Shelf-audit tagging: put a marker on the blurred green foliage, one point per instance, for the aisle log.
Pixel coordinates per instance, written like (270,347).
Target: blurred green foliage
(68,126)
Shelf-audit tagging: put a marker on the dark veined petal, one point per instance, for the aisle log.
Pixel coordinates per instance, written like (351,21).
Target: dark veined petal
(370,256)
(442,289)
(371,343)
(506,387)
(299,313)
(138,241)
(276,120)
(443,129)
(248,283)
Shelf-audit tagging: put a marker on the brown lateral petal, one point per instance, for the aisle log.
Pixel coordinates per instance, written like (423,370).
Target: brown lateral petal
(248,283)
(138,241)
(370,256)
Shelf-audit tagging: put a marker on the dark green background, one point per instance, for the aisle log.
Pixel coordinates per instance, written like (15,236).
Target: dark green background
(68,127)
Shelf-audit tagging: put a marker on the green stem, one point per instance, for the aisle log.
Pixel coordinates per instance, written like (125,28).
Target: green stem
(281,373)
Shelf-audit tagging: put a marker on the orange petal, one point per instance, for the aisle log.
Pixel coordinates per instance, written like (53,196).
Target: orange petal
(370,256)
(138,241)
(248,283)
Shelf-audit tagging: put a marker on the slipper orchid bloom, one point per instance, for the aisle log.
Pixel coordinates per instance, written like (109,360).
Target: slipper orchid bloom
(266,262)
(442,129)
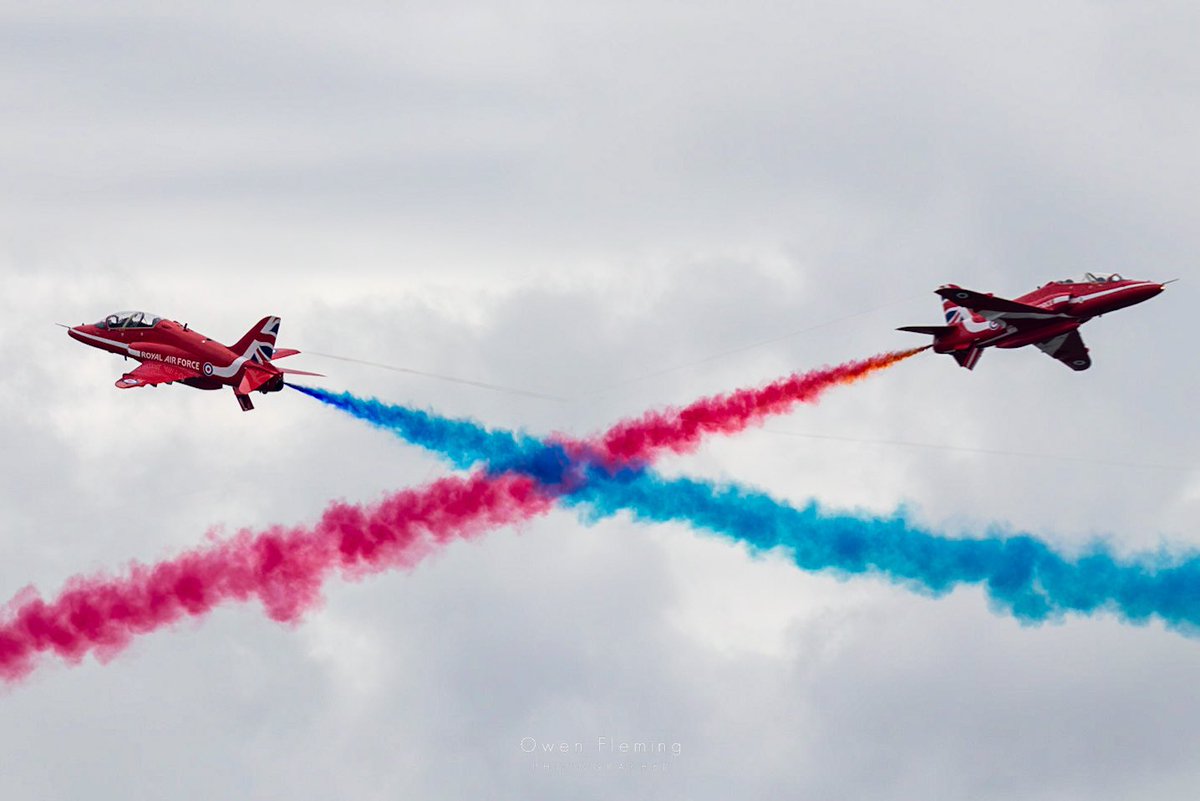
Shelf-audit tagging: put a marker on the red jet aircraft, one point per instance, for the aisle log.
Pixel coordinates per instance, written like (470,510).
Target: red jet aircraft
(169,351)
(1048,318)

---

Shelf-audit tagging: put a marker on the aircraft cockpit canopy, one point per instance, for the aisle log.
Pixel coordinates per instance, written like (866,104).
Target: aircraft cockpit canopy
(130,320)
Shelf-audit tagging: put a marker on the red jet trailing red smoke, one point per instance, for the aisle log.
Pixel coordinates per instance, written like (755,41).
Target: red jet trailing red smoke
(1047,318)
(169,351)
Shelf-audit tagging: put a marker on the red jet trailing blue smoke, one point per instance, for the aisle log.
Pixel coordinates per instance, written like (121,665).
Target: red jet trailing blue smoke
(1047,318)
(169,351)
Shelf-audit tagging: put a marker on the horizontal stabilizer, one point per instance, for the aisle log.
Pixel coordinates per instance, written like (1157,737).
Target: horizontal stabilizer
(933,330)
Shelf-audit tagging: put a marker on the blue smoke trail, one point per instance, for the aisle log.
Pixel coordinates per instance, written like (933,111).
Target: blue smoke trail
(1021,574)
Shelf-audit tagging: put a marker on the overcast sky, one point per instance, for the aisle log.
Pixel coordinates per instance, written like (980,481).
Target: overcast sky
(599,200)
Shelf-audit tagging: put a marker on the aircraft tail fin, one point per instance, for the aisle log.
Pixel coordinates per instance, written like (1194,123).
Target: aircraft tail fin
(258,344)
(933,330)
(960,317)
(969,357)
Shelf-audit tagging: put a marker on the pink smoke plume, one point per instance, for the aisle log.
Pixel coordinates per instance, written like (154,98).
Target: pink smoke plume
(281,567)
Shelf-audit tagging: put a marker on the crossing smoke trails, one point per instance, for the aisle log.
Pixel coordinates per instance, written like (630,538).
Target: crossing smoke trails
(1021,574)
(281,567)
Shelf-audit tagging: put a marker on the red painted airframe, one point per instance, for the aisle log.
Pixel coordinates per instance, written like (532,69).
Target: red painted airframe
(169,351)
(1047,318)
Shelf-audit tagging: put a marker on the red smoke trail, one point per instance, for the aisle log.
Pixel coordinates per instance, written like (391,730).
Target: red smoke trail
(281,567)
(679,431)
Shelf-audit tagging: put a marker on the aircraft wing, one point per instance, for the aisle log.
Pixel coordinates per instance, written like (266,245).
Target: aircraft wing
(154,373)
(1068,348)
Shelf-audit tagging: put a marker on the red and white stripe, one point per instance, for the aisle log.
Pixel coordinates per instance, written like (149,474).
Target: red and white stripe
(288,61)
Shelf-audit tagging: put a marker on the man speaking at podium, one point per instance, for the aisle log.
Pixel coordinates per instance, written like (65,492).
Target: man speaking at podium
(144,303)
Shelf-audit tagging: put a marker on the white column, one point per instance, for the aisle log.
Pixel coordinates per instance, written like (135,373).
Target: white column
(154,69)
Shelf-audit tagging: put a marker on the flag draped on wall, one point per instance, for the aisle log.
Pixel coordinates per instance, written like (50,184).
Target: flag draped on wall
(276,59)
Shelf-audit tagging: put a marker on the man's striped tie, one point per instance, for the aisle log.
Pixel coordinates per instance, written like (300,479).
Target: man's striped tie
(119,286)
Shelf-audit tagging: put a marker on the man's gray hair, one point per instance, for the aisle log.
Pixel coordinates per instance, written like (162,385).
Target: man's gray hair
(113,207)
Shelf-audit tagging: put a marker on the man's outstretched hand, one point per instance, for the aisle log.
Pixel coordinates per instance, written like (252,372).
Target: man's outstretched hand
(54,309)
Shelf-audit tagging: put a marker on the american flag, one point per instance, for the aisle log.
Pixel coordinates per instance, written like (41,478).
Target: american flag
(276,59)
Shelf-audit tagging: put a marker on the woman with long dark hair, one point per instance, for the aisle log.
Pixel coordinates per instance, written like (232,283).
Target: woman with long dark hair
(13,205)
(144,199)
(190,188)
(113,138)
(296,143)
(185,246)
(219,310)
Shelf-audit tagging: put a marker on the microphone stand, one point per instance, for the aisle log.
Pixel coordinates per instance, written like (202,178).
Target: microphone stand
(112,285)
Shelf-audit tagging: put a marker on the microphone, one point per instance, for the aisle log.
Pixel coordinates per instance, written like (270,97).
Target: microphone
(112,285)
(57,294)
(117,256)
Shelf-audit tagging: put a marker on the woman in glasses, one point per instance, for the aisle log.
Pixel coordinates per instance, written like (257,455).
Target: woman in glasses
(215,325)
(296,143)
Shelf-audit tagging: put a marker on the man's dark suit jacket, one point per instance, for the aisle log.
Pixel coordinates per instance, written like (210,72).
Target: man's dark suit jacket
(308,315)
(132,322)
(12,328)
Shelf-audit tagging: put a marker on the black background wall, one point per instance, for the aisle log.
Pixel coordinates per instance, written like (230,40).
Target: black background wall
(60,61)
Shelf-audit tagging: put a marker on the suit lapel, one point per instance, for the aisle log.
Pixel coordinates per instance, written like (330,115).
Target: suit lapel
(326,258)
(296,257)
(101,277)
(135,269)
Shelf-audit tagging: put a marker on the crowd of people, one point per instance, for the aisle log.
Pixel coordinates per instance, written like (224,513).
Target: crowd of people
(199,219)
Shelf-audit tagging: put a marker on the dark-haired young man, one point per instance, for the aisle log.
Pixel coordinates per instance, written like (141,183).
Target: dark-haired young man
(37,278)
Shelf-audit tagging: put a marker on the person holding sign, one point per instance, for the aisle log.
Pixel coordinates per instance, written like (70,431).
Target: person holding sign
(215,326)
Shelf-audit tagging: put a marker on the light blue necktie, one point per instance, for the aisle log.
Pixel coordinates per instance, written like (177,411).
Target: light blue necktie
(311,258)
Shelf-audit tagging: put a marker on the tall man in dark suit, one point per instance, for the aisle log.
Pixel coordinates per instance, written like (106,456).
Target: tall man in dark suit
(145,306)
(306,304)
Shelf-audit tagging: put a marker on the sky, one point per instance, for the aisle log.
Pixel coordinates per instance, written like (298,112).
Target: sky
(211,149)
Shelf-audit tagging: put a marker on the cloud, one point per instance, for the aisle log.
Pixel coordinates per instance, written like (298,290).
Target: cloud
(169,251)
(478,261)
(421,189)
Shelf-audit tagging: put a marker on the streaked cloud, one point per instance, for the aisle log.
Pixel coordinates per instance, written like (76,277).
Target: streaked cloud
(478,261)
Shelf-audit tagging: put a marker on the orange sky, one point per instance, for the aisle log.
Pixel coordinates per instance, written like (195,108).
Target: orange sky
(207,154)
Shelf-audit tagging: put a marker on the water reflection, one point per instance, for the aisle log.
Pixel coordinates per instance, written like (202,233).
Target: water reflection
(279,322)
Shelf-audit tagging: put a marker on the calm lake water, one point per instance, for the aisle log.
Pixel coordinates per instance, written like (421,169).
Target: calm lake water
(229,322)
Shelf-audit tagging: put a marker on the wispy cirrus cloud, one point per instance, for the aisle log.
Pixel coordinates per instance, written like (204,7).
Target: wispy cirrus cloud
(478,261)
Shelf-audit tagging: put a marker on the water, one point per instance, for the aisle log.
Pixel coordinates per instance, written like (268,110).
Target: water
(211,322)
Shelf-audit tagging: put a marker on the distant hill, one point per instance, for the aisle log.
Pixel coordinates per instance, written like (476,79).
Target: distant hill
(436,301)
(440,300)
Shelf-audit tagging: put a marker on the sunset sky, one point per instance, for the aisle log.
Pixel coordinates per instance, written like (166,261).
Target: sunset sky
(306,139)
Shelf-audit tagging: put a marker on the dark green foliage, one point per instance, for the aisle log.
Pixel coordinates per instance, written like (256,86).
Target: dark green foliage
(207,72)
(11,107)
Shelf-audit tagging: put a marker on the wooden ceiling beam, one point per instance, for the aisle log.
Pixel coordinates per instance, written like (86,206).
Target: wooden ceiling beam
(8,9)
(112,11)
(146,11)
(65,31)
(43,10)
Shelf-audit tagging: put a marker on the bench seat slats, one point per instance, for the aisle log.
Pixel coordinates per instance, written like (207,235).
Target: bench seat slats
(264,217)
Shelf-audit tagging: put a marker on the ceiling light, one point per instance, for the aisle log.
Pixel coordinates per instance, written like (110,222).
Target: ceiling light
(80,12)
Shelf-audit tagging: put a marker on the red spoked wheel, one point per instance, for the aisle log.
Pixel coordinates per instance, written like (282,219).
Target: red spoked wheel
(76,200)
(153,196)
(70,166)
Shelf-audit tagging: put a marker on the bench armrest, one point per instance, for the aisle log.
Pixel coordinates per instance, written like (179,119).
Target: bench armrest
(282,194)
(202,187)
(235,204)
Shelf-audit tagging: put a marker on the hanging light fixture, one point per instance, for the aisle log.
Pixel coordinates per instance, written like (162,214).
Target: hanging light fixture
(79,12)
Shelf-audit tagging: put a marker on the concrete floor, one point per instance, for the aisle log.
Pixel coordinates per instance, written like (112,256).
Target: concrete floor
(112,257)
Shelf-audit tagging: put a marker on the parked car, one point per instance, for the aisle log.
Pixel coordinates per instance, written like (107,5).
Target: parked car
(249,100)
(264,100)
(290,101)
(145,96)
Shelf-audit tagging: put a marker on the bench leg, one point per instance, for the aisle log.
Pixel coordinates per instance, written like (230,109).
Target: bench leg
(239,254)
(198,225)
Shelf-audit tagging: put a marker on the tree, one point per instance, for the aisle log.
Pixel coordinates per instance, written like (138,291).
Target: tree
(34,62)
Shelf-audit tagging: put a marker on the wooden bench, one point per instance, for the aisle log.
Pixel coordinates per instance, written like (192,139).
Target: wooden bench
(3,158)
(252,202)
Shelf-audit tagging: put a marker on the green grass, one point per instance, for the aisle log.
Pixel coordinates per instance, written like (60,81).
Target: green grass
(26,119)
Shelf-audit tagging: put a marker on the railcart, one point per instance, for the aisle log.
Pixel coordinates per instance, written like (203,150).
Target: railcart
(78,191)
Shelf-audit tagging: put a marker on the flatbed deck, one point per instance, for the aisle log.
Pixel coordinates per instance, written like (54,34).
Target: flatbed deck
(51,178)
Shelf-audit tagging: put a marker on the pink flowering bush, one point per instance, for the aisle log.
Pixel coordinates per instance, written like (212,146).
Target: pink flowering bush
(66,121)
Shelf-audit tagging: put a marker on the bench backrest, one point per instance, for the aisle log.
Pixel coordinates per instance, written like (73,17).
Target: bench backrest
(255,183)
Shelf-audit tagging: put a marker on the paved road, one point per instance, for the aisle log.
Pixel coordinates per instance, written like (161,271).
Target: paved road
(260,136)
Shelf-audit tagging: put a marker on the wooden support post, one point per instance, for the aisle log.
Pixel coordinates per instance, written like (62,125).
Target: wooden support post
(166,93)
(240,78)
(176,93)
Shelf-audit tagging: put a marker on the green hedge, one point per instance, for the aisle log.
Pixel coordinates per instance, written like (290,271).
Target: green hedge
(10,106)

--

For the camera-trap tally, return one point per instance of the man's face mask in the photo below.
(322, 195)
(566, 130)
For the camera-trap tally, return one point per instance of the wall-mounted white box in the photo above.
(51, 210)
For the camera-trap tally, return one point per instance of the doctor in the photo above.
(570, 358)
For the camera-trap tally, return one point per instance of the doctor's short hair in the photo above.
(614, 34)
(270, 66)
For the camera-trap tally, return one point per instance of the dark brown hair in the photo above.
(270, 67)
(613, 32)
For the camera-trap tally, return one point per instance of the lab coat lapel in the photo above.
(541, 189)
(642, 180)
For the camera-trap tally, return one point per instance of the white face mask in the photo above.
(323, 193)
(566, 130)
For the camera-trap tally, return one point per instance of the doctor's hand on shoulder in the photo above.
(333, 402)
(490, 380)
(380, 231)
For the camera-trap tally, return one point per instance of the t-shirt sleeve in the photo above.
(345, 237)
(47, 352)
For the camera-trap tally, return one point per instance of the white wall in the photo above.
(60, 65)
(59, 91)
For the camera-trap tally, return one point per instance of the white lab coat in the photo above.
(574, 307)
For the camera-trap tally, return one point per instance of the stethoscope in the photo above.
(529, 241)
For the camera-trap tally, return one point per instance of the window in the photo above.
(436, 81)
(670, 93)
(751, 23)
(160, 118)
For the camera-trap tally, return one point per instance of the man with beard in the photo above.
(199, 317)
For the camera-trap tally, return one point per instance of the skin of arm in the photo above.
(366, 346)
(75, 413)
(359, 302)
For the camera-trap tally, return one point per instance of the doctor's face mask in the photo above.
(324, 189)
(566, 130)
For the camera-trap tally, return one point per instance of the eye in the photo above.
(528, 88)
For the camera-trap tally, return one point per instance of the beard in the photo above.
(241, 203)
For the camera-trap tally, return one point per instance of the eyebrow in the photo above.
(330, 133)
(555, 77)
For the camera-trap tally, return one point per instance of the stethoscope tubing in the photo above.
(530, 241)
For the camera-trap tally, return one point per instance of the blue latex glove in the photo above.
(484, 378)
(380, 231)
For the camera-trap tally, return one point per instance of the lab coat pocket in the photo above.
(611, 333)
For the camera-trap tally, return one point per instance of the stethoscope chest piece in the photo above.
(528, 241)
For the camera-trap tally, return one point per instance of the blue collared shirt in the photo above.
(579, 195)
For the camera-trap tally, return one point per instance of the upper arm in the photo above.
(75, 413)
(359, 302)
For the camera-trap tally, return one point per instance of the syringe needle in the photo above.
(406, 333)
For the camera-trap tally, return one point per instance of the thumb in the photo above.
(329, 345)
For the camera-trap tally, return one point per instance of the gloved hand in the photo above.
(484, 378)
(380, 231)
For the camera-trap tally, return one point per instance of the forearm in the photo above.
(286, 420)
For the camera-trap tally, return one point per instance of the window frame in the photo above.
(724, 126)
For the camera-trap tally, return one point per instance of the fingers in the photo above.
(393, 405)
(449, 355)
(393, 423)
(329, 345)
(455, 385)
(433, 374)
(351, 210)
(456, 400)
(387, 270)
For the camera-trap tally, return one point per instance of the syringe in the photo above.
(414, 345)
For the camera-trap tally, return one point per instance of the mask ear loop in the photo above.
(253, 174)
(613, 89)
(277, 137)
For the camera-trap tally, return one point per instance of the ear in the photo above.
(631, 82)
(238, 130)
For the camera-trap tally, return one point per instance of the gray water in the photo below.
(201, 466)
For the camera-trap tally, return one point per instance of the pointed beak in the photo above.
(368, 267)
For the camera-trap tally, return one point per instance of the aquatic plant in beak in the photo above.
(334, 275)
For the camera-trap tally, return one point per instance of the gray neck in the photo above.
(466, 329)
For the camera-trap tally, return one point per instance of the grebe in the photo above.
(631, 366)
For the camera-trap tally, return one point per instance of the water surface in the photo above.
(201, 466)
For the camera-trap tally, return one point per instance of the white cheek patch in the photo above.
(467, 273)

Task objective
Only the lines above starting at the one containing "Target: aircraft wing" and ending at the one containing "Pixel coordinates per instance, written like (232,283).", both included, are to be returned, exactly as they read.

Written response
Target: aircraft wing
(154,373)
(1068,348)
Shelf-audit tagging: put a marker on the red and white stripe, one point per instance, for the aisle log.
Pixel coordinates per instance, written like (149,474).
Target: red and white stripe
(288,61)
Shelf-audit tagging: put a marker on the man speaking at podium, one point per instance, for the aisle log.
Pixel coordinates per instance, written like (65,492).
Target: man speaking at podium
(144,303)
Shelf-audit tagging: put a marker on the white column, one point per instance, for the aisle log.
Pixel coordinates per instance, written like (135,373).
Target: white column
(154,69)
Shelf-audit tagging: put a marker on the flag draped on wall, one point per instance, for the aisle log.
Pixel coordinates per instance, written like (50,184).
Target: flag draped on wall
(276,59)
Shelf-audit tagging: put a marker on the man's striped tie, one point per instance, for the aisle log.
Pixel coordinates per instance, written like (300,479).
Target: man's striped tie
(119,286)
Shelf-audit tagging: put a marker on the man's gray hair, one point per instance, for the aisle log.
Pixel coordinates per instance, written like (162,385).
Target: man's gray hair
(113,207)
Shelf-audit tagging: put a marker on the man's outstretched hand, one point per instance, for the aisle log.
Pixel coordinates per instance, written like (252,372).
Target: man's outstretched hand
(54,309)
Shelf-audit tagging: put a marker on the american flag, one point per instance, for the aisle log.
Pixel coordinates per instance, written like (41,478).
Target: american flag
(276,59)
Shelf-audit tagging: put a marker on the woman with long dark hair, one point per instance, for the aisle log.
Pixel coordinates per instance, written like (232,283).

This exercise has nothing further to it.